_SUPPLIED MATERIAL_:
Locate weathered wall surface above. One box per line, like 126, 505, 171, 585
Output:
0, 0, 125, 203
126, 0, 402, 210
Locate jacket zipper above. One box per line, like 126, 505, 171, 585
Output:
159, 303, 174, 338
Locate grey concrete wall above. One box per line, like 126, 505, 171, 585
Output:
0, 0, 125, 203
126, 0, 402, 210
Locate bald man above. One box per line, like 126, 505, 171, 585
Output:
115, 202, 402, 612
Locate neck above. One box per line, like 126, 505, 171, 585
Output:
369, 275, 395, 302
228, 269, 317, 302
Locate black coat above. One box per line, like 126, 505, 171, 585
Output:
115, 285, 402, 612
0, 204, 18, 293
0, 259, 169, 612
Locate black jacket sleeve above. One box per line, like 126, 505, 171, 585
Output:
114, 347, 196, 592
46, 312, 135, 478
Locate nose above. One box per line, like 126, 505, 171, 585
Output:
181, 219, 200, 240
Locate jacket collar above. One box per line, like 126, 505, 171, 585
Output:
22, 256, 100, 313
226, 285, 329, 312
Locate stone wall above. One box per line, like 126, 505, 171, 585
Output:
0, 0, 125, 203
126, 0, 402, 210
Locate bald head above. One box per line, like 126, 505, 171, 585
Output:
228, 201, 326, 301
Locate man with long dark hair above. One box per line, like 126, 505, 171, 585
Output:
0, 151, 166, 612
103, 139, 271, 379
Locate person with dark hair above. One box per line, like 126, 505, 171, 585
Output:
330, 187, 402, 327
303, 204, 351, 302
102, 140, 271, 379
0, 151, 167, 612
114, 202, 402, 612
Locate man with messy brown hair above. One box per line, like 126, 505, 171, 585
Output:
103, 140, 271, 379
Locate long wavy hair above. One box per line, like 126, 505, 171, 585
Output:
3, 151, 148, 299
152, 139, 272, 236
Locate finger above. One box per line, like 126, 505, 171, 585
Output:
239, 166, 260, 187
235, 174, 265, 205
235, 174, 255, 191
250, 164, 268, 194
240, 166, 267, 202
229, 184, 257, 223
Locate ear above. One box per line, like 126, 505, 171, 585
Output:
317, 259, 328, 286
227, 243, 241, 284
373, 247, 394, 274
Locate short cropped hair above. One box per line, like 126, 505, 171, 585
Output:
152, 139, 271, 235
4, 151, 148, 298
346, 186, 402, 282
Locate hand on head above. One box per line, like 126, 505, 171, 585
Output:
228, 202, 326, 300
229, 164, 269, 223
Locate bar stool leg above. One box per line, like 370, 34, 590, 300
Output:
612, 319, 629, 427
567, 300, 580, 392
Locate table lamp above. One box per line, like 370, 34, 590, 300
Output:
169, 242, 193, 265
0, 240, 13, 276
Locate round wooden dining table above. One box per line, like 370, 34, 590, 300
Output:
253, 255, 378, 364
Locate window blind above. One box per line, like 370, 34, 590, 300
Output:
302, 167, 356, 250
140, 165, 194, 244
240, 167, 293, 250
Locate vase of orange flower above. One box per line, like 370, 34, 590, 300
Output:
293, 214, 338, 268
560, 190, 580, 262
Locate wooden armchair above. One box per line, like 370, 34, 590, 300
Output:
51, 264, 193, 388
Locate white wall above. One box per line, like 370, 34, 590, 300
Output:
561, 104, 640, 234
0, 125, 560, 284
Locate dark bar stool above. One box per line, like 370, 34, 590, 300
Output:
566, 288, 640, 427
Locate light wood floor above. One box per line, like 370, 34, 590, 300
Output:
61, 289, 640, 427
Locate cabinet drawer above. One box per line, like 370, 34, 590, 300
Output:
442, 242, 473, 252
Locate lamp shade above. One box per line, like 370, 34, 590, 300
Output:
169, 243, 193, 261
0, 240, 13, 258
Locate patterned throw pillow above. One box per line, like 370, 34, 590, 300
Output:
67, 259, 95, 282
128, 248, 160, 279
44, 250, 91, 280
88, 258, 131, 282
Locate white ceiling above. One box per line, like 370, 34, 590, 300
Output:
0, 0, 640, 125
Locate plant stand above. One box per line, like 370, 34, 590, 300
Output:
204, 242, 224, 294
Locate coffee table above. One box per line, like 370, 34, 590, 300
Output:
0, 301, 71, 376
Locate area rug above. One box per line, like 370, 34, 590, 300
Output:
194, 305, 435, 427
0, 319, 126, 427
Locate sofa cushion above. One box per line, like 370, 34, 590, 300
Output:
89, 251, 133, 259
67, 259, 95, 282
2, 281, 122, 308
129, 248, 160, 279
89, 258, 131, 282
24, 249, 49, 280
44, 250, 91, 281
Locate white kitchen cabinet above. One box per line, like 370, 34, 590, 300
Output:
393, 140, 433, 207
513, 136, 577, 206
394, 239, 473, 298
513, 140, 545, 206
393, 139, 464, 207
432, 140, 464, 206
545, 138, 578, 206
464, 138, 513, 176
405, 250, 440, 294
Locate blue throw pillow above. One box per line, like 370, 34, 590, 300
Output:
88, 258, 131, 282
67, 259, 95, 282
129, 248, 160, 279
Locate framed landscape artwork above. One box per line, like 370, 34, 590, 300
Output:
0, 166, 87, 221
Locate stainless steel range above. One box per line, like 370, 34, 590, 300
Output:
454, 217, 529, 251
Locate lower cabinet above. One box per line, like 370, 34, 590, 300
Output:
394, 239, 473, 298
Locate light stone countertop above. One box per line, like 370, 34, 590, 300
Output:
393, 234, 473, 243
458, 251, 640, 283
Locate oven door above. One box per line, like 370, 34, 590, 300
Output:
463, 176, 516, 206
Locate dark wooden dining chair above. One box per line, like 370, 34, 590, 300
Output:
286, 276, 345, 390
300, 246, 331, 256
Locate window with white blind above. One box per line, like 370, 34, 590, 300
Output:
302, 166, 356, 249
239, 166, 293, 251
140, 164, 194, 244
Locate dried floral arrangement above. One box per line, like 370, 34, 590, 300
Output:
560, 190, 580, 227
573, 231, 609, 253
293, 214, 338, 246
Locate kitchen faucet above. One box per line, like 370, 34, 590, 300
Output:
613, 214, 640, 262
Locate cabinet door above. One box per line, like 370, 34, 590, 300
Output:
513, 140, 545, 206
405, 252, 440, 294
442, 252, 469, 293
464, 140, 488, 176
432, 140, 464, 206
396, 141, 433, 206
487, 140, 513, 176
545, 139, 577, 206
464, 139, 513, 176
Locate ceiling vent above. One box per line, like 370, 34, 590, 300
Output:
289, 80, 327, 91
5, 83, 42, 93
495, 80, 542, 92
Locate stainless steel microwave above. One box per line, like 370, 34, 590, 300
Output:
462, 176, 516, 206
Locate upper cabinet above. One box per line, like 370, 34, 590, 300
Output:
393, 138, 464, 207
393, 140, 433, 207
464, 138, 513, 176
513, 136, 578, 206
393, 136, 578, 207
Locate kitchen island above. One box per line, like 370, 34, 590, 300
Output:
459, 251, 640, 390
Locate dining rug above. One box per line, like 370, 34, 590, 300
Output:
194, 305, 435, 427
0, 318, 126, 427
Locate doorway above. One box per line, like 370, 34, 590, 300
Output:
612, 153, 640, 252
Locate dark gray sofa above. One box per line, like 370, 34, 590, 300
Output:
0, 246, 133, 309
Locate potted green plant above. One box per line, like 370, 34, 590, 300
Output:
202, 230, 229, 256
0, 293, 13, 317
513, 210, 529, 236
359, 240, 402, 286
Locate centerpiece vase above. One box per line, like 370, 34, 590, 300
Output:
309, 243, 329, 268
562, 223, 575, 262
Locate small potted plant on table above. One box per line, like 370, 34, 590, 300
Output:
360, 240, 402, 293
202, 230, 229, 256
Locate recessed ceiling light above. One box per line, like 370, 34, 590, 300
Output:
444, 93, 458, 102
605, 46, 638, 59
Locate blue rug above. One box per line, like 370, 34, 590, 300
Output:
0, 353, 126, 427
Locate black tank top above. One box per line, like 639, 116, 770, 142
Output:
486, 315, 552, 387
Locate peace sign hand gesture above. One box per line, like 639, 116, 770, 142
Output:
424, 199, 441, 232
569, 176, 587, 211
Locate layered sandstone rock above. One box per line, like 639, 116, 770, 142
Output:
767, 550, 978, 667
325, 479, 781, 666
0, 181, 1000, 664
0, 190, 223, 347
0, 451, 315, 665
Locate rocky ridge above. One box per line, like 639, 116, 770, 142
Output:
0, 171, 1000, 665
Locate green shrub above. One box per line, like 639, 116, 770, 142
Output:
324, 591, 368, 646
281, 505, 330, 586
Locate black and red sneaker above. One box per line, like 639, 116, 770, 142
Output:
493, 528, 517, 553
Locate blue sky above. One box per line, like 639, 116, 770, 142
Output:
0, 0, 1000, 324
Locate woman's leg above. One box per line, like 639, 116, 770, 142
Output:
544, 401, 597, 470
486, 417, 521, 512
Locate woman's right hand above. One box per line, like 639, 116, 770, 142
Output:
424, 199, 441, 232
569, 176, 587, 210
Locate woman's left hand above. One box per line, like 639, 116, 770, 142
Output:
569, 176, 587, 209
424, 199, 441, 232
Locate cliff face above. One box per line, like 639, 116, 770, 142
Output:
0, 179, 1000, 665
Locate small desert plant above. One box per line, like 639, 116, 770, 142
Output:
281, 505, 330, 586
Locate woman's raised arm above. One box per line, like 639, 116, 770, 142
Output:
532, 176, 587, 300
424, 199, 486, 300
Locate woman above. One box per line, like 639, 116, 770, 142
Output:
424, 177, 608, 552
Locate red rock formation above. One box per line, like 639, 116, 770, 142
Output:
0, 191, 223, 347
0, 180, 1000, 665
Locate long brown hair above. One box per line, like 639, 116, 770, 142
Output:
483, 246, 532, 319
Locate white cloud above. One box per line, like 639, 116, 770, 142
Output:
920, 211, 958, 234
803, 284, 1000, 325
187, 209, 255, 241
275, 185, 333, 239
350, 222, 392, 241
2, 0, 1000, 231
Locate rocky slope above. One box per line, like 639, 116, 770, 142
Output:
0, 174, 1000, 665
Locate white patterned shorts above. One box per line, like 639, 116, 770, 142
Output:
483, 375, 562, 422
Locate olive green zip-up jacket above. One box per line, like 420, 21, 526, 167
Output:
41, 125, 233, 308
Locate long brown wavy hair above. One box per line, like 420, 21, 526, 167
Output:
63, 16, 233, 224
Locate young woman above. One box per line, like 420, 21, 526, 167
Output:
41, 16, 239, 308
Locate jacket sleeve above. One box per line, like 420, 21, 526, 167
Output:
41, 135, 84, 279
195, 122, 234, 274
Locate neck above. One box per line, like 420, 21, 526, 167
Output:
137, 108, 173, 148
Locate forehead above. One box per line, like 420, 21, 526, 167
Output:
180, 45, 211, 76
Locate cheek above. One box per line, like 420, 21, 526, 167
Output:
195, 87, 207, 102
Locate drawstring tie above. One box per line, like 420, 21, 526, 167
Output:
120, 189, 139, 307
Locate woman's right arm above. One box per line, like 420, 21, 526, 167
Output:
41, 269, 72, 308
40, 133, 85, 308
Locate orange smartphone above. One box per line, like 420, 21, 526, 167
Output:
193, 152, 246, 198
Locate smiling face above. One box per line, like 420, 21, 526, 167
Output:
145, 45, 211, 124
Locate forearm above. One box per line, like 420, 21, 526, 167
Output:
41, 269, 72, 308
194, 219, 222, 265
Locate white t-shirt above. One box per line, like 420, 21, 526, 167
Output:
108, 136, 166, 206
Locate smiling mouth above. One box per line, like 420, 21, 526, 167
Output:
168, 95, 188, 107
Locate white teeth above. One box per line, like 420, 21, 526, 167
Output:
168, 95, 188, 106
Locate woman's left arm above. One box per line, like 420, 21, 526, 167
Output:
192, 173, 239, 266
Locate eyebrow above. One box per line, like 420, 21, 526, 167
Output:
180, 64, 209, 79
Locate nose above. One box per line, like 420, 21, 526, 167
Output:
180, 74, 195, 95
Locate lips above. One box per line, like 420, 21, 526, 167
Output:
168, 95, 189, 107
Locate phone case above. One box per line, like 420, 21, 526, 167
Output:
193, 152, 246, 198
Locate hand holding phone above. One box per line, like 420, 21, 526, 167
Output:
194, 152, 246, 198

_AIM_: Rewrite the records above, beginning at the line that contains "Locate black jacket" and stopping after the line that contains "229, 164, 269, 223", with the request lines included. In the answers only, add -137 to every bounding-box coordinate.

_TASK OUTPUT_:
Locate black jacket sleeve above. One box per line, like 126, 505, 171, 585
Output:
-23, 210, 59, 455
-91, 175, -2, 341
Locate nose above. One box per line, like 126, 505, 171, 585
Output:
44, 82, 63, 103
Locate jacket collar above. One box per line, like 126, 505, 171, 585
Output:
-115, 119, -37, 176
89, 148, 192, 175
Locate stone wall above. One box per line, like 126, 505, 171, 585
Output:
-137, -137, -12, 66
-11, -137, 265, 73
Locate bald head above. One box per line, like 126, 505, 171, 585
Output:
91, 64, 189, 164
Locate man with long dark hair above. One box per line, like 126, 505, 171, 585
Output:
-137, 14, 29, 475
-34, 2, 134, 242
Locate person with dark hair above. One box per line, like 126, 505, 171, 585
Output:
193, 50, 265, 190
166, 67, 214, 165
-35, 3, 134, 242
-137, 14, 30, 475
-23, 65, 265, 475
Locate man with messy brown hair above. One box per line, like 126, 505, 171, 585
Output:
-34, 3, 134, 242
Locate long wavy hair above. One box per line, like 126, 505, 171, 585
Output:
-134, 14, 11, 162
15, 2, 135, 99
Locate finger above. One box per line, like 126, 505, 171, 585
Output:
102, 29, 123, 50
98, 37, 128, 68
98, 37, 118, 54
113, 27, 131, 57
103, 29, 130, 65
92, 47, 120, 86
Locate ear above. One box per line, like 126, 505, 171, 585
Output:
180, 122, 191, 149
90, 106, 104, 147
236, 110, 257, 137
Locate short cropped hair above. One box per line, like 126, 505, 171, 585
Output:
15, 2, 134, 98
-133, 14, 11, 161
209, 49, 265, 145
Locate hand on head above. One box per line, like 126, 505, 171, 585
Output:
91, 65, 189, 163
92, 27, 132, 86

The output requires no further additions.